> _Dataset_:
* START *

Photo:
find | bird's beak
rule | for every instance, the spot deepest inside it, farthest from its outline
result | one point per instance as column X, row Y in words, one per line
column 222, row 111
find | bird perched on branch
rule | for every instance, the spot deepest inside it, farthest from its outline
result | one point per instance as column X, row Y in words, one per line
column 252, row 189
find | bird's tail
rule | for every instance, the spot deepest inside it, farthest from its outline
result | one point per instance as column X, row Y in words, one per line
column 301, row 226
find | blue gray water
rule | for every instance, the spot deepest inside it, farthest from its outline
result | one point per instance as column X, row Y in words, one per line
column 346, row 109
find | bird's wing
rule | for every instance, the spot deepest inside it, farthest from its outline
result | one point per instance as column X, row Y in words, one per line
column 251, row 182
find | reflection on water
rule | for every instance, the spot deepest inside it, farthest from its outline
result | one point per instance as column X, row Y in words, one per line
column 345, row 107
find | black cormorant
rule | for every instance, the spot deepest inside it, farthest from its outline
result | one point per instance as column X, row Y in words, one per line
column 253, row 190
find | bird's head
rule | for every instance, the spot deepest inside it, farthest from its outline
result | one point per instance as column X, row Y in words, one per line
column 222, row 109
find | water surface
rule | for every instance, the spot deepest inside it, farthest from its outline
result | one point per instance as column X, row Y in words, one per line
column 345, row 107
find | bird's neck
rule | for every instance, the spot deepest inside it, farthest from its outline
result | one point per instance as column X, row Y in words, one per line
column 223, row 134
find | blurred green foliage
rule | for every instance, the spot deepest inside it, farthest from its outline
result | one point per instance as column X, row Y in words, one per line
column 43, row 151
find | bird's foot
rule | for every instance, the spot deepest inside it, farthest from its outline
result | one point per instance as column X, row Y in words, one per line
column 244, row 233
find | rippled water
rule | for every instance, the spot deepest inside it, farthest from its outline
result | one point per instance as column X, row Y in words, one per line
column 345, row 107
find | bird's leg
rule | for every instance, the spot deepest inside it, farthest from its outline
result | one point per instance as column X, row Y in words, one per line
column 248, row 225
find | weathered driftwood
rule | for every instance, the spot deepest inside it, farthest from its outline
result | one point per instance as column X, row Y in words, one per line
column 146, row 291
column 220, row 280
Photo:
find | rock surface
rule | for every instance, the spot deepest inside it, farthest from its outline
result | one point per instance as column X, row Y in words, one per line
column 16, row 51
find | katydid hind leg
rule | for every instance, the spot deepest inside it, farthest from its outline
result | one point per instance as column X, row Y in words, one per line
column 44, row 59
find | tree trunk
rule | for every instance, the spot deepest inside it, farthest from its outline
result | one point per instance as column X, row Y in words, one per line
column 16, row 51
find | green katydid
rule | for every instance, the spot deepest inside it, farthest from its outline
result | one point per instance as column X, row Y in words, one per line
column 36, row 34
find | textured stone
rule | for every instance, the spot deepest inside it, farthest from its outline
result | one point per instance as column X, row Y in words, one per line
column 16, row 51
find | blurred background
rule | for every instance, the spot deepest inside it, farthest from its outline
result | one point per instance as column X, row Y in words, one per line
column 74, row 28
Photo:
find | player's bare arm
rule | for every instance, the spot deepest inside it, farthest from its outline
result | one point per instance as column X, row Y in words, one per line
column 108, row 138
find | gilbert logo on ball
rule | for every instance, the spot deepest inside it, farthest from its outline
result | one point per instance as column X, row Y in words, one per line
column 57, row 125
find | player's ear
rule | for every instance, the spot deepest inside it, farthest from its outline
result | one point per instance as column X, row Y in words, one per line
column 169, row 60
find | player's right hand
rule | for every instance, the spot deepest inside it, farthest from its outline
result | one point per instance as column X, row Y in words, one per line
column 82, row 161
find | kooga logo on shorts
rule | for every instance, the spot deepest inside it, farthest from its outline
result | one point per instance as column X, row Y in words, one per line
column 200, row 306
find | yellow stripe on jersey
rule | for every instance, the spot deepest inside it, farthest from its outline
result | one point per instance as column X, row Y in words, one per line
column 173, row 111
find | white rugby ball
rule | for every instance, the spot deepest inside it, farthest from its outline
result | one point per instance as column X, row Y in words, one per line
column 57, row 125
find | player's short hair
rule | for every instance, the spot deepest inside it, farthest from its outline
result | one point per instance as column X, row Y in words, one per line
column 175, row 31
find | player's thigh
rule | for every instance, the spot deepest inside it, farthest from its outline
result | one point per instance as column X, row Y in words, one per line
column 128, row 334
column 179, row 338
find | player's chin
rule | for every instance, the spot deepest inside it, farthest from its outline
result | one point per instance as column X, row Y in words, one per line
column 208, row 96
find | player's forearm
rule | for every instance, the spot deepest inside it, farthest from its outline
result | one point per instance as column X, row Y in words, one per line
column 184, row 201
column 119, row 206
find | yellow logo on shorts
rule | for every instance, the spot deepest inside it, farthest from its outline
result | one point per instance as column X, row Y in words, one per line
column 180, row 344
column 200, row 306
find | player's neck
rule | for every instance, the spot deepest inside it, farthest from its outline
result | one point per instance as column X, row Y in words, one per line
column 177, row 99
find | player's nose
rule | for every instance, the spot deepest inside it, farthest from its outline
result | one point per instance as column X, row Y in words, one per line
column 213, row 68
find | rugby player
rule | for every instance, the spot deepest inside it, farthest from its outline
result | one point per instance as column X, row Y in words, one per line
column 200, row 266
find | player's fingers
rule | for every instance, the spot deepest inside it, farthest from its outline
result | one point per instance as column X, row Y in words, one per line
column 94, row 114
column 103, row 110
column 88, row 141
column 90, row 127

* END *

> _Written exercise_: Please put all the lines above into a two-column CSV with the headers input and output. Give one row per "find" entry: input holds its find, rule, and result text, and output holds the points that follow it, with each field quoted and line breaks replaced by spaces.

> _Expected output_:
input,output
"Photo: find | bird's beak rule | for every instance, the spot deepest inside it, farthest from its outline result | one point per instance as column X, row Y in words, one per line","column 222, row 111"
"find | bird perched on branch rule | for every instance, the spot deepest inside it, farthest from its outline result | one point per instance as column X, row Y in words, one per line","column 252, row 189"
"find | bird's tail rule | for every instance, the spot deepest inside it, farthest from its outline result | one point per instance as column X, row Y in words, one per line","column 301, row 226"
"find | blue gray water rule | for every instance, the spot deepest inside it, farthest from its outline result | one point per instance as column X, row Y in words, one per line","column 346, row 109"
"find | bird's wing rule | for every instance, the spot deepest inside it, farthest from its outline result | one point per instance as column X, row Y in words, one per line","column 251, row 182"
"find | reflection on water rule | for every instance, the spot deepest inside it, farthest from its outline result | one point per instance as column X, row Y in words, one per line","column 345, row 107"
"find | black cormorant rule | for every instance, the spot deepest inside it, farthest from its outline result | one point per instance as column X, row Y in words, one per line","column 253, row 190"
"find | bird's head rule | for every instance, the spot deepest inside it, farthest from its outline result | one point per instance as column X, row Y in words, one per line","column 222, row 109"
"find | water surface rule | for every instance, the spot deepest inside it, farthest from its outline result | one point per instance as column X, row Y in words, one per line","column 345, row 107"
"find | bird's neck rule | for every instance, the spot deepest inside it, farthest from its outline result | one point per instance as column X, row Y in words, one per line","column 223, row 134"
"find | blurred green foliage rule | for every instance, the spot deepest inside it, farthest from its outline result | one point per instance as column X, row Y in words, one per line","column 43, row 151"
"find | bird's foot rule | for every instance, the spot deepest inside it, farthest from its outline result | one point per instance as column X, row Y in words, one per line","column 244, row 233"
"find | rippled water rule | for every instance, the spot deepest inside it, farthest from its outline result | one point per instance as column X, row Y in words, one per line","column 345, row 107"
"find | bird's leg rule | for every instance, the spot deepest inside it, farthest from its outline result | one point per instance as column X, row Y in words, one per line","column 248, row 225"
"find | weathered driftwood rule | for every instance, the spot deepest inside it, farthest from its outline result | one point per instance as column X, row Y in words, one per line","column 146, row 291 column 220, row 280"
"Photo: find | rock surface rule | for every instance, the spot deepest inside it, farthest from its outline result | one point per instance as column X, row Y in words, one per line","column 16, row 51"
"find | katydid hind leg rule | for every instance, the spot deepest inside it, farthest from its outline result | one point per instance as column X, row Y in words, one per line","column 44, row 59"
"find | tree trunk rule | for every instance, the spot deepest inside it, farthest from its outline result | one point per instance as column X, row Y in words, one per line","column 16, row 51"
"find | green katydid rule | for every instance, the spot deepest inside it, farthest from its outline result | one point per instance as column X, row Y in words, one per line","column 36, row 34"
"find | textured stone rule | for every instance, the spot deepest inside it, farthest from its outline result | one point per instance as column X, row Y in words, one per line","column 16, row 51"
"find | blurred background rule | for every instance, the spot deepest inside it, farthest from its outline result | one point per instance as column X, row Y in words, one per line","column 74, row 28"
"Photo: find | player's bare arm rule | for every instance, the spot deepest inside it, farthest from its outline result | one point per instance as column X, row Y in words, one per line","column 108, row 138"
"find | gilbert logo on ball rule | for every instance, the spot deepest inside it, farthest from its outline result | one point per instance as column X, row Y in words, one per line","column 57, row 125"
"find | player's ear rule | for every instance, the spot deepest inside it, farthest from its outline result | one point per instance as column X, row Y in words, one per line","column 169, row 60"
"find | player's right hand rule | for every instance, the spot deepest inside it, farthest from its outline result | one point per instance as column X, row Y in words, one per line","column 82, row 161"
"find | kooga logo on shorts rule | for every instance, the spot deepest inside it, farthest from its outline result | one point per instance as column X, row Y in words, one per line","column 200, row 306"
"find | yellow stripe on jersey rule | for every instance, the spot deepest inside it, farthest from its outline result | one point per instance as column X, row Y in words, one per line","column 173, row 111"
"find | white rugby ball rule | for every instance, the spot deepest inside it, farthest from its outline result | one point per instance as column X, row Y in words, one per line","column 57, row 125"
"find | player's short hair rule | for every instance, the spot deepest inside it, farthest from its outline result | one point per instance as column X, row Y in words, one per line","column 175, row 31"
"find | player's thigh rule | for every instance, the spot deepest inside it, farthest from its outline result | one point per instance as column X, row Y in words, one per line","column 128, row 334 column 179, row 338"
"find | player's chin rule | for every instance, the spot deepest inside it, farthest from its outline result | one point per instance as column X, row Y in words, one per line","column 208, row 96"
"find | player's forearm rule | for every instance, the spot deepest inside it, farthest from its outline result | one point per instance as column X, row Y in words, one per line","column 184, row 201 column 119, row 206"
"find | yellow logo on shorts rule | for every instance, the spot deepest inside it, farthest from its outline result | one point per instance as column X, row Y in words, one per line","column 180, row 344 column 200, row 306"
"find | player's neck rule | for every instance, the spot deepest inside it, farthest from its outline result | one point per instance as column X, row Y in words, one per line","column 177, row 99"
"find | player's nose rule | for every instance, the spot deepest inside it, farthest from its outline result | one point per instance as column X, row Y in words, one per line","column 213, row 68"
"find | rugby player rule | for every instance, the spot deepest inside it, farthest from its outline result | one point per instance as column X, row Y in words, one per line","column 200, row 266"
"find | player's fingers rule | for every instance, the spot deepest inside it, farthest from its outline result | one point per instance as column X, row Y in words, one per line","column 94, row 114 column 103, row 110 column 88, row 141 column 90, row 127"